→ Required work
In the records that follow, the lines from the one containing "Exercise. Point out every instance of the panel" to the one containing "Exercise. Point out every instance of the stubble", inclusive, are to be given again exactly.

# # # # # # #

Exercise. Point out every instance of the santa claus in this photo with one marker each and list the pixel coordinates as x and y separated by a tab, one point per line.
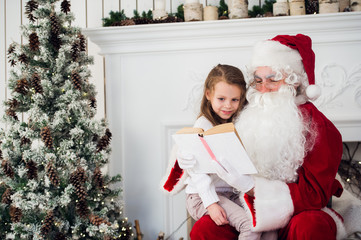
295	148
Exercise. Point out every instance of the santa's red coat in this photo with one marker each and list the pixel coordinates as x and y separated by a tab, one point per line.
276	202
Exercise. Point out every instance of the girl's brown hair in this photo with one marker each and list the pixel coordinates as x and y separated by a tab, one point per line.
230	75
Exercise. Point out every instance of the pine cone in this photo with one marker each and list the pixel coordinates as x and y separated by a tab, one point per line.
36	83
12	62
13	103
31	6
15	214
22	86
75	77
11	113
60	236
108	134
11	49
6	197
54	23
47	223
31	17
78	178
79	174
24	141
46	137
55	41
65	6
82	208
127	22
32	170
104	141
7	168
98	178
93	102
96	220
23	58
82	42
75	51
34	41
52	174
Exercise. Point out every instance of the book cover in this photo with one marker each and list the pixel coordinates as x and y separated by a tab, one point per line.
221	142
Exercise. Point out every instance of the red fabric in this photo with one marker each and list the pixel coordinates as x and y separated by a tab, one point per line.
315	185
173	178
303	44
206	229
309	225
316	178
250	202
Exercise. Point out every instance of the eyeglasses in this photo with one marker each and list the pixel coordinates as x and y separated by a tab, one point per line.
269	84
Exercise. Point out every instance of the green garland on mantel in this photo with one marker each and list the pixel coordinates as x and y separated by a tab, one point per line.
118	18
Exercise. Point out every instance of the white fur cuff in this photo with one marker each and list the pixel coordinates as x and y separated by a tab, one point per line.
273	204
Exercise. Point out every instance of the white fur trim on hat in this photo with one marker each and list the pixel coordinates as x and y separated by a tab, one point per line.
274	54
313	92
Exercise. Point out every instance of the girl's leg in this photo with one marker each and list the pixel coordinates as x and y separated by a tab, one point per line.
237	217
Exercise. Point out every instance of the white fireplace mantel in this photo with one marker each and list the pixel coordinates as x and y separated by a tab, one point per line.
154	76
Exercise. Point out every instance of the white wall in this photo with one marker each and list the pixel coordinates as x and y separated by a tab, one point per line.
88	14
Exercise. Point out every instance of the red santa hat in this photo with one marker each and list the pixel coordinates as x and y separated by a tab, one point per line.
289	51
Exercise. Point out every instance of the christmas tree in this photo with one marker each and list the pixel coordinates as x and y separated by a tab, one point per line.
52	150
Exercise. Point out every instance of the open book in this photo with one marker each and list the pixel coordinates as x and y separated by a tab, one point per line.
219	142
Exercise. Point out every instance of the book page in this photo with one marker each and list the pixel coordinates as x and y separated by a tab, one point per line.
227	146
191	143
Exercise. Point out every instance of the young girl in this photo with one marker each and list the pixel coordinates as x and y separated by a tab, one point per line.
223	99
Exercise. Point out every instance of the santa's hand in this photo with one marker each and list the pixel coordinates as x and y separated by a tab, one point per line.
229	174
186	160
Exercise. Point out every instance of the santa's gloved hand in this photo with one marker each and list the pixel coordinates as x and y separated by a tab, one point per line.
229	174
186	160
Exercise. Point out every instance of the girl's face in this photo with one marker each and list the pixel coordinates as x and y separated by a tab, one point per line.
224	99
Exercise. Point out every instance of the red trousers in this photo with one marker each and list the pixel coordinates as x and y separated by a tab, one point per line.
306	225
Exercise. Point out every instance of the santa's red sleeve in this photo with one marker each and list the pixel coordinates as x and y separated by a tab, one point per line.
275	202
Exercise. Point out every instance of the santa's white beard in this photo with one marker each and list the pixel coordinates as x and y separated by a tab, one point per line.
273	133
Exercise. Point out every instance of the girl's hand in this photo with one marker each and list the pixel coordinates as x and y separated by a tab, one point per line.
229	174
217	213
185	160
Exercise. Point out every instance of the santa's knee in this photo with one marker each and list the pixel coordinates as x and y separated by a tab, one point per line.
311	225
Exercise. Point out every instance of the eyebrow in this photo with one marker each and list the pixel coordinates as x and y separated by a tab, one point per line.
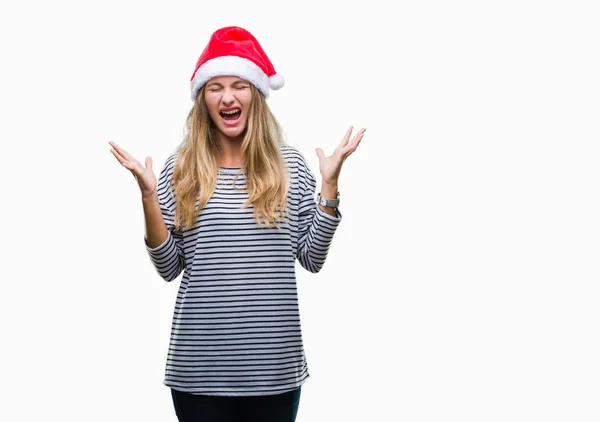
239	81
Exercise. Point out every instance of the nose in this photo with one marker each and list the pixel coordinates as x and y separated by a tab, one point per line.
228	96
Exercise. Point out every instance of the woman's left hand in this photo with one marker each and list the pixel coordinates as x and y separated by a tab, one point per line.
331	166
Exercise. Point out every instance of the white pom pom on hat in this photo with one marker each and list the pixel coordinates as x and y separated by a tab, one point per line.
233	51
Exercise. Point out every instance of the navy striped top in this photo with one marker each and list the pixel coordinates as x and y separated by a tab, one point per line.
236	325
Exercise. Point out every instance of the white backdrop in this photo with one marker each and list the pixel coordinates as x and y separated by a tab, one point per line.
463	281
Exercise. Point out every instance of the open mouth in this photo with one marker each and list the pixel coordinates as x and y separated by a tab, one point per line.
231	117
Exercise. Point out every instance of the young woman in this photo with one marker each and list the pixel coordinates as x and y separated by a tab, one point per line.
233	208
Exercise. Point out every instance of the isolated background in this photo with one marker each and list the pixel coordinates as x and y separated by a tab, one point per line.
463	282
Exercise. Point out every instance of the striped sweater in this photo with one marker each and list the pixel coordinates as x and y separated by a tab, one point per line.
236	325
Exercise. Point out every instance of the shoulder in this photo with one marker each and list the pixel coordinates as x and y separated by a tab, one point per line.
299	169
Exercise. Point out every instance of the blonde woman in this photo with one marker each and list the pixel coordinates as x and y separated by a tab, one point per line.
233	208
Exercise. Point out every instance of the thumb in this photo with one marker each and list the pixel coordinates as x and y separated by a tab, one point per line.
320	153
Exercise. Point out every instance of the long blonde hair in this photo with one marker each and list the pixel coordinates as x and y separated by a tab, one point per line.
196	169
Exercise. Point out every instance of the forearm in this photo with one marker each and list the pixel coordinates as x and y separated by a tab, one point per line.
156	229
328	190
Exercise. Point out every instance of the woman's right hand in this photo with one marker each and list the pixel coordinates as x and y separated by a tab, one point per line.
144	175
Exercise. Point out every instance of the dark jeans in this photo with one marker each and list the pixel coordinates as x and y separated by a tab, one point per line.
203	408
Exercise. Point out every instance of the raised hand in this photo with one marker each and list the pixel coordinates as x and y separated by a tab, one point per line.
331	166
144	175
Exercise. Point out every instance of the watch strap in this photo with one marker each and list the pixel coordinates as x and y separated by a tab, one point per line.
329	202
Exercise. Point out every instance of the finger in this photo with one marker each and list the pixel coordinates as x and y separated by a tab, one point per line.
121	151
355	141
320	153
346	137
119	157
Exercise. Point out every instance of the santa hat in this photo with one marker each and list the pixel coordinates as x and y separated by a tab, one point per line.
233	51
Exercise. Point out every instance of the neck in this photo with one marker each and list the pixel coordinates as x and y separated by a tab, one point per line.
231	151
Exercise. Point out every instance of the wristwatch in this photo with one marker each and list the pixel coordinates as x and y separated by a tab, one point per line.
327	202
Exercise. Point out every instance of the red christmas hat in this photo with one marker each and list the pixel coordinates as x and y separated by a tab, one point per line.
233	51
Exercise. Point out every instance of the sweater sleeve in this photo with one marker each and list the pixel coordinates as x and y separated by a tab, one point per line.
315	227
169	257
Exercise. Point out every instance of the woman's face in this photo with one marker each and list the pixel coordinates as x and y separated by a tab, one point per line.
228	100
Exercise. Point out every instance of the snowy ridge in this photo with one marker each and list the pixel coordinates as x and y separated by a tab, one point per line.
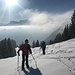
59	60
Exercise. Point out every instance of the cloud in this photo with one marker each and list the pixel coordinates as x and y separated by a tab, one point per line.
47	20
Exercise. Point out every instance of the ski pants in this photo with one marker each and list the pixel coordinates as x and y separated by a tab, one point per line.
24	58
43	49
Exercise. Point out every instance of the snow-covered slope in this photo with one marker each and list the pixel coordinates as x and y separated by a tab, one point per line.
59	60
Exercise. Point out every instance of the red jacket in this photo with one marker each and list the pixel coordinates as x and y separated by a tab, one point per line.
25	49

# # # # # # #

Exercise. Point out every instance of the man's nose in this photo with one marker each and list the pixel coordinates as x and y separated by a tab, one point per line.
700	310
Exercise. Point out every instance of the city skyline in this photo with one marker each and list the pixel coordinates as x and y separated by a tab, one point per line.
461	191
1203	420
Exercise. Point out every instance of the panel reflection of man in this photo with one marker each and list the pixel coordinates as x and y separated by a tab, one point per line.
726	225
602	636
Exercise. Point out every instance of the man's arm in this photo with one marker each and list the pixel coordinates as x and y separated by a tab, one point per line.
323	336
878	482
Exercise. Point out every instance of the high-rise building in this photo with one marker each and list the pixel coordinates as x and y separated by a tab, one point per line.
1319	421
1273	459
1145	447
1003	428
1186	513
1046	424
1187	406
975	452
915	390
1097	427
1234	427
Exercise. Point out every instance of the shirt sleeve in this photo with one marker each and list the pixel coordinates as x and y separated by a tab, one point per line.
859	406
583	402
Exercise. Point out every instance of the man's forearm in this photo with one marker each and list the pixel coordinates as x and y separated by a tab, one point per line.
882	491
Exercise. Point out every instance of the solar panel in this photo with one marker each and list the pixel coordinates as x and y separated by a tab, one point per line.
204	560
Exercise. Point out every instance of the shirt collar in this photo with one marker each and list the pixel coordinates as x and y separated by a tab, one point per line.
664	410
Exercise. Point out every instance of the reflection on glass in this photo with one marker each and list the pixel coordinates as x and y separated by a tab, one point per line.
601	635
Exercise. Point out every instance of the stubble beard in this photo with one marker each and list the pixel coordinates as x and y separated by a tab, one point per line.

# # # # # # #

→ Response area
Exercise. Point out every instance of the panel reflection of man in this photo with one marker each and list the pixel coordinates as x and y separated by a tab, one point per line.
726	225
602	636
Exercise. Point out every instance of the man's arm in this photo with one marker each and list the pixel coordinates as x and y separated by a tab, one point per line.
323	336
878	482
Exercise. Point out every instance of the high-rise building in this photo with one marker each and list the pixel coordinates as x and y separated by a tab, one point per line.
1319	421
1273	459
1145	447
1003	428
1186	513
1046	424
1187	406
975	452
915	390
1097	427
1234	427
Exercise. Point out every instance of the shirt sleeve in this photo with one marker each and list the pixel coordinates as x and y separated by a tab, one point per line.
859	406
583	402
Exercise. Point out every instance of the man's forearm in this photo with one marker each and list the pixel coordinates as x and y separated by a tab, one point per line.
882	491
Exercise. Point out every instance of the solar panel in this photo with one marker each and list the pixel coordinates as x and y separated by a tab, one point per line.
204	560
Exercise. Point out every instance of the shirt collar in this photo with one marker each and list the pixel coordinates as x and y separated by a tab, one point per line.
664	410
Exercise. Point out every instance of the reflection on glass in this photo with one marker each and list the pixel coordinates as x and y separated by a tab, one point per line.
601	635
Exercise. Point out every instance of the stubble beard in this photo with one marker each and list the pixel coordinates as x and y separated by a tab, one point per line.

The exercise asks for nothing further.